Fui apresentado por um amigo ao The Brian Jonestown Massacre anos atrás, mas não dei a atenção devida à banda que, nos últimos tempos, tenho ouvido sem parar e ainda sem dar plena conta da robusta discografia de 12 álbuns de estúdio e dezenas de EPs, compilações e registros ao vivo. Até que o documentário Dig! (2004), visto por mim, acho, só em 2011, abriu-me as portas da percepção para conhecer melhor o BJM e seu brilhante guru, o maluco beleza Anton Newcombe.
Sujeito musicalmente inventivo que esteve a um passo curto de fritar o cérebro por conta dos excessos de drogas pesadas e bebidas fortes, Newcombe fez do BJM um caldeirão em que fervem digressão psicodélica, folk e distorção, ingredientes que incorporam a cada disco tantos outros e levam a banda por caminhos diferentes e ainda não plenamente explorados desde que os Beatles voltaram da Índia com um sitar na bagagem.
A diretora Ondi Timoner mostra em Dig! os passos iniciais do BJM em San Francisco e a relação de fraternal parceria e, em seguida, belicosa convivência com a banda The Dandy Warhols. Chega-se ao fim do filme crente de que Newcombe em breve estará morto ou amarrado em uma camisa de força.

[Registros de apontamento]:
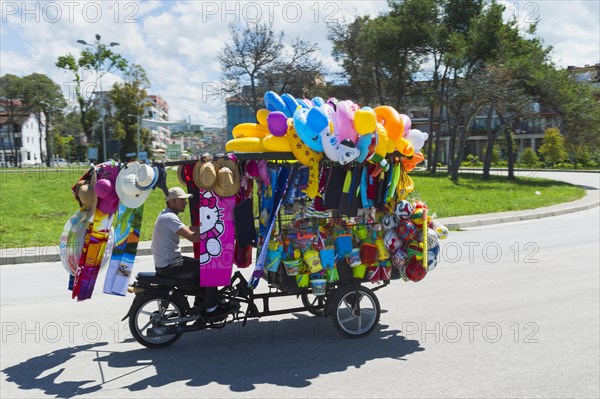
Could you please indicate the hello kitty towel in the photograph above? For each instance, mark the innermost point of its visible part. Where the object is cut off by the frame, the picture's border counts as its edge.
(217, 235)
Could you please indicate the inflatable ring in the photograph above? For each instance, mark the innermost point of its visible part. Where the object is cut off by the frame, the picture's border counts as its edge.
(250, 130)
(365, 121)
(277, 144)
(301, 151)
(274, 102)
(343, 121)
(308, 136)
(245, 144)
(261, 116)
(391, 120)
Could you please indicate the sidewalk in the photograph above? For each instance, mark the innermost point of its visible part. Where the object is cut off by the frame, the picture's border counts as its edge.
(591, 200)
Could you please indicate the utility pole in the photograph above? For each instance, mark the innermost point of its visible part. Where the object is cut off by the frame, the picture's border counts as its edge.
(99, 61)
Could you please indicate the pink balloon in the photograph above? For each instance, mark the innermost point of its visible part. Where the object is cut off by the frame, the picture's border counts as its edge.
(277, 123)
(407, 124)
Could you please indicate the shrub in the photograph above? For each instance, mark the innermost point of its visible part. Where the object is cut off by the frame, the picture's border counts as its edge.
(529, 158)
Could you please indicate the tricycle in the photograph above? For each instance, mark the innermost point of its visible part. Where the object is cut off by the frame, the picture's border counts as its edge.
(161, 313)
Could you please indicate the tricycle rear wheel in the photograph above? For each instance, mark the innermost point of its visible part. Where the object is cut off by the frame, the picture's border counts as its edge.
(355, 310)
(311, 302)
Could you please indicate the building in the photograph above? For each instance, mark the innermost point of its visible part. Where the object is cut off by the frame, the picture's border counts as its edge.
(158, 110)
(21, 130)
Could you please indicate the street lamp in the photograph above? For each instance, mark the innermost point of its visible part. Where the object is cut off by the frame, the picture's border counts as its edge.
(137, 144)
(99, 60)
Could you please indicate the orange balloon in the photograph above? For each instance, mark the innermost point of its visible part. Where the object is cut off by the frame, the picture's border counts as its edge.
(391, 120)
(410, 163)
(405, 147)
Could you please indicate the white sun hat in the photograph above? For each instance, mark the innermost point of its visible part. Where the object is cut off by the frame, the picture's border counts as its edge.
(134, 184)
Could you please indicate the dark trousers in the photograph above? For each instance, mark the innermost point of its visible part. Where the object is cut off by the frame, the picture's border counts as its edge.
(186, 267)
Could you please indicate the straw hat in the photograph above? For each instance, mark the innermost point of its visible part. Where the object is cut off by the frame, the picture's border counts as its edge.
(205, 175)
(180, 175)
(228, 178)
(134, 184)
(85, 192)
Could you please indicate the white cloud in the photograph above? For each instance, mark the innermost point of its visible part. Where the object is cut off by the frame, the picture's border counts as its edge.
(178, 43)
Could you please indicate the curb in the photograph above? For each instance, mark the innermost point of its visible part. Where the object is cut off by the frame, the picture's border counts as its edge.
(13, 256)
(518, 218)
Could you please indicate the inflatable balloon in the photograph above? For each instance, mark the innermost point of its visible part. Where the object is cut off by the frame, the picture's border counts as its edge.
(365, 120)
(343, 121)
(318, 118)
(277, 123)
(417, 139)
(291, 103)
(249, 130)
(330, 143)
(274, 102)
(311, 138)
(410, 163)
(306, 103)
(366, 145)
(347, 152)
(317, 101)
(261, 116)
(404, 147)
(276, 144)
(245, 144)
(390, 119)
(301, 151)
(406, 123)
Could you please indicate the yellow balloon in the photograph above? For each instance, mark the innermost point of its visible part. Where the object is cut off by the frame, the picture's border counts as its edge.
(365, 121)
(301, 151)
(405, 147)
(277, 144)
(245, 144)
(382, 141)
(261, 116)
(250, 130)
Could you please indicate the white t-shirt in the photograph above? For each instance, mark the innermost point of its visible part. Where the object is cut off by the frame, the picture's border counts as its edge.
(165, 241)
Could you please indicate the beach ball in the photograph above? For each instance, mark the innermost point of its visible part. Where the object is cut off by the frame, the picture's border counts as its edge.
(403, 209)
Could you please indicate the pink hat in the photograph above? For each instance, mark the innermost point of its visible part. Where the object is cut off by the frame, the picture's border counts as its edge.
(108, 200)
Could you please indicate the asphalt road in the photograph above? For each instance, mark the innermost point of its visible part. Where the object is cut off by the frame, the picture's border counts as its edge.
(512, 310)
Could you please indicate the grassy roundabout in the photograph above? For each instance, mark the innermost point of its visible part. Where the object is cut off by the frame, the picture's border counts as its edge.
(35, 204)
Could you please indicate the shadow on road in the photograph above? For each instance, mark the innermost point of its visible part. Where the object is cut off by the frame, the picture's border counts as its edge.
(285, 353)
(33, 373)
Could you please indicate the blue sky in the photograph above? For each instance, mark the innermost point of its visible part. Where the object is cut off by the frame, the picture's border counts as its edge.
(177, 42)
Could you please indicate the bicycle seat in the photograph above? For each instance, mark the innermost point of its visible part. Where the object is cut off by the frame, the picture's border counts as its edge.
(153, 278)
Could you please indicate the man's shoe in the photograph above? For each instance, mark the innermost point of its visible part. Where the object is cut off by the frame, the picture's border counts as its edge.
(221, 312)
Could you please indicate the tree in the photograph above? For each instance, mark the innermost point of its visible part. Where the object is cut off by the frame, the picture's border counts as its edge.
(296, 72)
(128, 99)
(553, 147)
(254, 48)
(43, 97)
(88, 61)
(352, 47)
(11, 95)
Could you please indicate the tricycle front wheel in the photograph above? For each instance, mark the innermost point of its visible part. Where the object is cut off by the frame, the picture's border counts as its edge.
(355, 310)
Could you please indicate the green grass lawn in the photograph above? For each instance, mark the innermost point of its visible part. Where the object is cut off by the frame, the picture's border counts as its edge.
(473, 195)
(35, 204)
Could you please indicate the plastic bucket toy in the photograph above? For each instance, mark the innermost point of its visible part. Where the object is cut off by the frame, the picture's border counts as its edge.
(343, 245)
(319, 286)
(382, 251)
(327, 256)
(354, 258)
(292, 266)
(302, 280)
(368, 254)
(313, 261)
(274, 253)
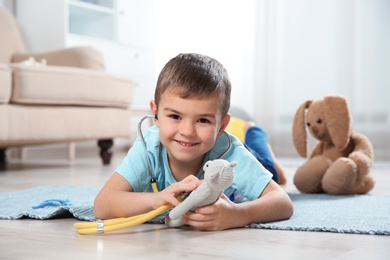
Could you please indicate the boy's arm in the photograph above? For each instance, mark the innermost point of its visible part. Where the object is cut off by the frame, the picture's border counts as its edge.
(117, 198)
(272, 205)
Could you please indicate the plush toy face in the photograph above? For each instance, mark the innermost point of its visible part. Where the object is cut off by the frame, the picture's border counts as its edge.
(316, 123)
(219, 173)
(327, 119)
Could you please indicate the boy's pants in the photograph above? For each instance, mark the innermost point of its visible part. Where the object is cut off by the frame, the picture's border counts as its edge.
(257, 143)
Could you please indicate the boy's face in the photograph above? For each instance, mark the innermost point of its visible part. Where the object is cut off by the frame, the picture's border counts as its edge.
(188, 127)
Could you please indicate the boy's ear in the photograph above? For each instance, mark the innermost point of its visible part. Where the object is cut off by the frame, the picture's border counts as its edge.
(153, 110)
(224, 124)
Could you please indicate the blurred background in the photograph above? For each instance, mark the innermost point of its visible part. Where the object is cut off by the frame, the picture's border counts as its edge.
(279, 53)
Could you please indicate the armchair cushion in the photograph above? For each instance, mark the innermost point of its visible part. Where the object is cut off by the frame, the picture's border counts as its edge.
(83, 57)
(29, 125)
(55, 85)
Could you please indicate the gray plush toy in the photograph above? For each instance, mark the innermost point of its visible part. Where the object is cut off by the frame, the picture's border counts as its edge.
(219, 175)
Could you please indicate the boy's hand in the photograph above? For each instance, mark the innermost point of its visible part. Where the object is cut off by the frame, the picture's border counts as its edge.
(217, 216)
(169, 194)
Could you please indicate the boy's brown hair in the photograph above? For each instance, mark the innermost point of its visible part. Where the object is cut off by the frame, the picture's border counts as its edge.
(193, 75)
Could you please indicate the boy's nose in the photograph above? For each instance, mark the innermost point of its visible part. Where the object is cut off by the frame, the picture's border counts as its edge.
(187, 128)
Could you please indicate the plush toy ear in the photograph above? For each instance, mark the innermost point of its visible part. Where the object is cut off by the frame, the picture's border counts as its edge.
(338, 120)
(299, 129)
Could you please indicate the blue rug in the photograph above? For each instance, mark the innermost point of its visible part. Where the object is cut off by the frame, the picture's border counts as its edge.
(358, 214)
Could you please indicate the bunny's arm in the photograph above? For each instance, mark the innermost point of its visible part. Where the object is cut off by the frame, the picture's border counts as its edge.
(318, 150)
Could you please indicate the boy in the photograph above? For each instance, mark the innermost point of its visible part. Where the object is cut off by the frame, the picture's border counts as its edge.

[Exercícios propostos]:
(1) No texto sobre o The Brian Jonestown Massacre, quem dirigiu o documentário Dig!?
(2) Reproduza, do texto sobre o The Brian Jonestown Massacre, o trecho de "Sujeito musicalmente inventivo" a "sitar na bagagem.".

[Resultados dos exercícios]:
(1) Ondi Timoner.

(2)
Sujeito musicalmente inventivo que esteve a um passo curto de fritar o cérebro por conta dos excessos de drogas pesadas e bebidas fortes, Newcombe fez do BJM um caldeirão em que fervem digressão psicodélica, folk e distorção, ingredientes que incorporam a cada disco tantos outros e levam a banda por caminhos diferentes e ainda não plenamente explorados desde que os Beatles voltaram da Índia com um sitar na bagagem.